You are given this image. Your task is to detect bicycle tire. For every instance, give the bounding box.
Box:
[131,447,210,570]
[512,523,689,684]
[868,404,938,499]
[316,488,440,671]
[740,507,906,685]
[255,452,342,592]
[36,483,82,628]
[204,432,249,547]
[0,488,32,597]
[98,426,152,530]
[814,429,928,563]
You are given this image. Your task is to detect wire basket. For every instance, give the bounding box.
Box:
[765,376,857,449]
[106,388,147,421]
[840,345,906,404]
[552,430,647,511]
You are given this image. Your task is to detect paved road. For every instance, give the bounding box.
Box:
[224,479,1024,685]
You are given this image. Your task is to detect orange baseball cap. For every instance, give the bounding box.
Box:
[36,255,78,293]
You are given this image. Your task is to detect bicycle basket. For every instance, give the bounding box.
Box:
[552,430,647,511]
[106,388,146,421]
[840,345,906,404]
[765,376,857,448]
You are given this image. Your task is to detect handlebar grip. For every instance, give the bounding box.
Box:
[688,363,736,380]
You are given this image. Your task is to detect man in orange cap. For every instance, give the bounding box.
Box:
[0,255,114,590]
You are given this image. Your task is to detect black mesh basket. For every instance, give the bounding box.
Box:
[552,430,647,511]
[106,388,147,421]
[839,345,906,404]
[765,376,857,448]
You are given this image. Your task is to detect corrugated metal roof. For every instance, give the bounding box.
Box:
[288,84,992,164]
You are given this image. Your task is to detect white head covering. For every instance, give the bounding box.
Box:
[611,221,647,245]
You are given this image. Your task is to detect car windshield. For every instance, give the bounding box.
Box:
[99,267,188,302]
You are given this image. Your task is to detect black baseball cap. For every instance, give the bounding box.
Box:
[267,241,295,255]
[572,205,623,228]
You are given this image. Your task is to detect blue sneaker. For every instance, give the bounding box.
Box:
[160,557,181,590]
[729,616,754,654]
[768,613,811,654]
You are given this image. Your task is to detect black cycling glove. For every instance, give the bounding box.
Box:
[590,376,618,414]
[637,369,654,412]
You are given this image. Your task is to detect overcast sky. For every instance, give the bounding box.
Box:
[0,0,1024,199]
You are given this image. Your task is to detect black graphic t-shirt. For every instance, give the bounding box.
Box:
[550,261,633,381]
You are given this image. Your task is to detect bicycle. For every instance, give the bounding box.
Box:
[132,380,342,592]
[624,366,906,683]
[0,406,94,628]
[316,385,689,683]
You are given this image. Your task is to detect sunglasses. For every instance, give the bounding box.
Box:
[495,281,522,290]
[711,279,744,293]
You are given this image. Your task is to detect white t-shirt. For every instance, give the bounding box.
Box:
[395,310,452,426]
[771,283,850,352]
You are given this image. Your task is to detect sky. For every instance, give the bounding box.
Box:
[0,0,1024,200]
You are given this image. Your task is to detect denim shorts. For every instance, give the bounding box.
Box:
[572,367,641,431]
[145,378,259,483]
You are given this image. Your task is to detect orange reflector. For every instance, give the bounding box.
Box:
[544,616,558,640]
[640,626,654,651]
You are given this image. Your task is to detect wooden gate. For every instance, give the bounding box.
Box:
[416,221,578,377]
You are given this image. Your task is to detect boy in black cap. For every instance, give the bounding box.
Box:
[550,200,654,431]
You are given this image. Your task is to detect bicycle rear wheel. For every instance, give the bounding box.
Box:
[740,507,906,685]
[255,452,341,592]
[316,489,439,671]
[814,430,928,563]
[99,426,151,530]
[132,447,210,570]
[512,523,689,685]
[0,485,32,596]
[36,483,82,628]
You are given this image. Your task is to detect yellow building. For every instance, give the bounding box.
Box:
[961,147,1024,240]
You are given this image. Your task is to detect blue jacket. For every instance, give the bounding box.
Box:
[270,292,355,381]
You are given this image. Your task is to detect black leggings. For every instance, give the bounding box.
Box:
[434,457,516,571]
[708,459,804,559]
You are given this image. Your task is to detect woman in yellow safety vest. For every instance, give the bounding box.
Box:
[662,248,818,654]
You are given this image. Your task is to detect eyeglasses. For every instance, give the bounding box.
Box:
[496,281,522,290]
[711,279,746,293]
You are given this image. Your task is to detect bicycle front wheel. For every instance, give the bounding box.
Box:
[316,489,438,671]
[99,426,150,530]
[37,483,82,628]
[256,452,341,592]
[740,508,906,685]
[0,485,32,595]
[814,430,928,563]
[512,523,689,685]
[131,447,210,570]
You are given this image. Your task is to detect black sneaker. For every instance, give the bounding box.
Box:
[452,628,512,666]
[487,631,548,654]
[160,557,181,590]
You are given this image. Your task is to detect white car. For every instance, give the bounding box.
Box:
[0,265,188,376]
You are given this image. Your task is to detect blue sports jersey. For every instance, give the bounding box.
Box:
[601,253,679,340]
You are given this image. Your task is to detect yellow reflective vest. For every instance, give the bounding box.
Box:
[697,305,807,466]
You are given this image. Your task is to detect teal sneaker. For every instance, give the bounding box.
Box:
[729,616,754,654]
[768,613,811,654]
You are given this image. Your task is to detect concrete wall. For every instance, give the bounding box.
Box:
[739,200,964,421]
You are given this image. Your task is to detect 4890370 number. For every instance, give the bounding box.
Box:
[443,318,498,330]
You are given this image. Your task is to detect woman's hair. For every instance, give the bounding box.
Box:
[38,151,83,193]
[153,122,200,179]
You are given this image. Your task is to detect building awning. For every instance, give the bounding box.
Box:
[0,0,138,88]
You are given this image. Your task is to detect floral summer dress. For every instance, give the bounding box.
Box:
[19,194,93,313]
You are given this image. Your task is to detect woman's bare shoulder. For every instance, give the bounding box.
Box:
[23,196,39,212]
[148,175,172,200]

════════

Lay out every line of the rows above as a Markdown table with two columns, Line and Text. Number the lines in order and leave out any blank lines.

| Line | Text |
|---|---|
| 1 | You are given this image. Your task is to detect bicycle tire. For every instance, give the bounding box. |
| 2 | Box: |
| 3 | [131,447,210,570] |
| 4 | [512,523,689,684] |
| 5 | [868,404,938,499] |
| 6 | [316,488,440,671] |
| 7 | [740,507,906,685] |
| 8 | [255,452,342,592] |
| 9 | [36,483,82,628] |
| 10 | [204,432,249,547] |
| 11 | [0,488,32,597] |
| 12 | [98,426,152,530] |
| 13 | [814,429,928,563] |
| 14 | You are given this image. Your task is to detect wire basket. For every instance, give the bounding box. |
| 15 | Box: |
| 16 | [765,376,857,449] |
| 17 | [106,388,147,421] |
| 18 | [840,345,906,404] |
| 19 | [552,430,647,511] |
| 20 | You are given this image. Your task is to detect paved road. For every instance, give the bounding box. |
| 21 | Box: |
| 22 | [224,479,1024,685] |
| 23 | You are given this image. Your task is to detect orange baseball cap. For every instance, give the bounding box. |
| 24 | Box: |
| 25 | [36,255,78,293] |
| 26 | You are given this image. Your task is to detect bicycle basket. For every instance, give the bounding box. |
| 27 | Box: |
| 28 | [552,430,647,511] |
| 29 | [106,388,146,421] |
| 30 | [840,345,906,404] |
| 31 | [765,376,857,448] |
| 32 | You are given this image. Your task is to detect handlebar grip. For every instance, give the bounding box. |
| 33 | Box: |
| 34 | [688,363,736,380] |
| 35 | You are given this image. Your task is to detect man in orange cap. For every instance, give the bounding box. |
| 36 | Box: |
| 37 | [0,255,114,590] |
| 38 | You are given this image. Your task is to detect black mesh basket. For every instance, give the bounding box. |
| 39 | Box: |
| 40 | [552,430,647,511] |
| 41 | [106,388,147,421] |
| 42 | [839,345,906,404] |
| 43 | [765,376,857,448] |
| 44 | You are given this image. Your task is to detect corrugated metal roof. For every instance, give the bounding box. |
| 45 | Box: |
| 46 | [288,84,992,164] |
| 47 | You are given this image. Your task is to detect white head covering. For every instance, give the bounding box. |
| 48 | Box: |
| 49 | [611,221,647,245] |
| 50 | You are given this image. Your task is to detect car windshield. For every instance, give the bounding box. |
| 51 | Box: |
| 52 | [99,267,188,302] |
| 53 | You are given this image. Your task is to detect black baseball cap. For every instance, give the bounding box. |
| 54 | Box: |
| 55 | [267,241,295,255] |
| 56 | [572,205,623,228] |
| 57 | You are given this image. Your task is to detect blue sneaker. For every instance, give the bounding box. |
| 58 | Box: |
| 59 | [160,557,181,590] |
| 60 | [729,616,754,654] |
| 61 | [768,613,811,654] |
| 62 | You are given this image. Your task is to detect black cycling glove. For every instance, give the bounding box. |
| 63 | Box: |
| 64 | [590,376,618,414] |
| 65 | [637,369,654,412] |
| 66 | You are given this image. Your task is to detect overcast sky. For every instance, give the bounding box. |
| 67 | Box: |
| 68 | [0,0,1024,199] |
| 69 | You are given this image. Your task is to detect black graphic t-shirt. For every instance, give the bounding box. |
| 70 | Box: |
| 71 | [550,261,633,381] |
| 72 | You are given this image. Your task is to detect bicycle. For every instance, give the bounding box. |
| 73 | Box: |
| 74 | [132,380,342,592] |
| 75 | [624,366,906,683] |
| 76 | [0,406,94,628] |
| 77 | [316,385,689,683] |
| 78 | You are given this image. Your task is to detect sunglasses. For every instance, give the bounding box. |
| 79 | Box: |
| 80 | [495,281,522,290] |
| 81 | [711,279,744,293] |
| 82 | You are given this image. Your task is to detect white t-shirt. For every instance, give the bounding box. |
| 83 | Box: |
| 84 | [395,310,452,426] |
| 85 | [771,283,850,352] |
| 86 | You are given this image. Your task is to detect sky. For every instance, give the bounding box. |
| 87 | Box: |
| 88 | [0,0,1024,200] |
| 89 | You are given this image. Your task is to detect denim shorts. For every instance, give the bounding box. |
| 90 | Box: |
| 91 | [572,367,641,431] |
| 92 | [145,378,259,483] |
| 93 | You are given this image. Your task is to detect orange reflector. For every instance, give the bounding box. |
| 94 | Box: |
| 95 | [544,616,558,640] |
| 96 | [640,626,654,651] |
| 97 | You are given this image. Your task is to detect wooden gate. For every instance, give the bounding box. |
| 98 | Box: |
| 99 | [416,221,578,377] |
| 100 | You are given this image. Your task is to detect boy in black cap. For every instance, give the bounding box. |
| 101 | Box: |
| 102 | [550,200,654,431] |
| 103 | You are given this image. Your task is to detect bicycle rear wheel. For every instance, give the bounding box. |
| 104 | Box: |
| 105 | [740,507,906,685] |
| 106 | [255,452,341,592] |
| 107 | [316,489,439,671] |
| 108 | [814,430,928,563] |
| 109 | [99,426,151,530] |
| 110 | [132,447,210,570] |
| 111 | [512,523,689,685] |
| 112 | [0,485,32,596] |
| 113 | [36,483,82,628] |
| 114 | You are given this image. Your task is to detect yellow building. For every instance, give the bounding box. |
| 115 | Box: |
| 116 | [961,147,1024,240] |
| 117 | You are given this image. Your task is to detect blue jacket. For every instance, give the bounding box. |
| 118 | Box: |
| 119 | [270,292,355,381] |
| 120 | You are given this image. Your task is to detect black leggings. For every instance, give the bounding box. |
| 121 | Box: |
| 122 | [434,457,516,571] |
| 123 | [708,459,804,559] |
| 124 | You are given this image. Your task is to detect woman in yellow safety vest. For every instance, give the bounding box. |
| 125 | Box: |
| 126 | [662,248,818,654] |
| 127 | You are given this image. Your task is to detect eyeglasses. For every instance, give the bounding box. |
| 128 | Box: |
| 129 | [496,281,522,290] |
| 130 | [711,279,746,293] |
| 131 | You are given this image. Your task is to detect bicycle front wheel. For every instance, give the bounding box. |
| 132 | Box: |
| 133 | [316,489,438,671] |
| 134 | [99,426,150,530] |
| 135 | [37,483,82,628] |
| 136 | [256,452,341,592] |
| 137 | [740,508,906,685] |
| 138 | [0,485,32,595] |
| 139 | [814,430,928,563] |
| 140 | [512,523,689,685] |
| 141 | [131,447,210,570] |
| 142 | You are given this image. Your task is to detect black sneaker. For every instance, give the bounding box. |
| 143 | Box: |
| 144 | [452,628,512,666] |
| 145 | [487,631,548,654] |
| 146 | [160,557,181,590] |
| 147 | You are given this image. Your task is to detect white car. For every instance, give the bounding box. |
| 148 | Box: |
| 149 | [0,265,188,376] |
| 150 | You are given this image. Your task is to detect blue sports jersey. For every instance, give the bounding box. |
| 151 | Box: |
| 152 | [601,253,679,340] |
| 153 | You are given this image. Your task is to detect yellow reflective vest. For every instance, give the bounding box. |
| 154 | Box: |
| 155 | [697,305,807,466] |
| 156 | You are given this image. Your task is to detect teal sneaker. For every instance, give the bounding box. |
| 157 | Box: |
| 158 | [729,616,754,654] |
| 159 | [768,613,811,654] |
| 160 | You are given this image. Your task is to detect concrete wall. For every instance, give the bounding box. |
| 161 | Box: |
| 162 | [739,200,964,421] |
| 163 | You are given this image. Your task is to detect 4890370 number. For every instance, give the bounding box. |
| 164 | Box: |
| 165 | [443,318,498,330] |
| 166 | You are given this image. Your task is to detect woman's hair. For every instance, give the bounding box. |
| 167 | Box: |
| 168 | [38,151,83,193] |
| 169 | [153,122,200,179] |
| 170 | You are given this image. Your task is to detect building awning. For every instance, give the bounding box. |
| 171 | Box: |
| 172 | [0,0,138,88] |
| 173 | You are given this image. Your task is to detect floral summer dress. For every instance, give the bounding box. |
| 174 | Box: |
| 175 | [19,194,93,313] |
| 176 | You are given this image. Your task is to detect woman's bare shoulder. For every instance, give the bounding box. |
| 177 | Box: |
| 178 | [23,196,39,212] |
| 179 | [148,175,172,200] |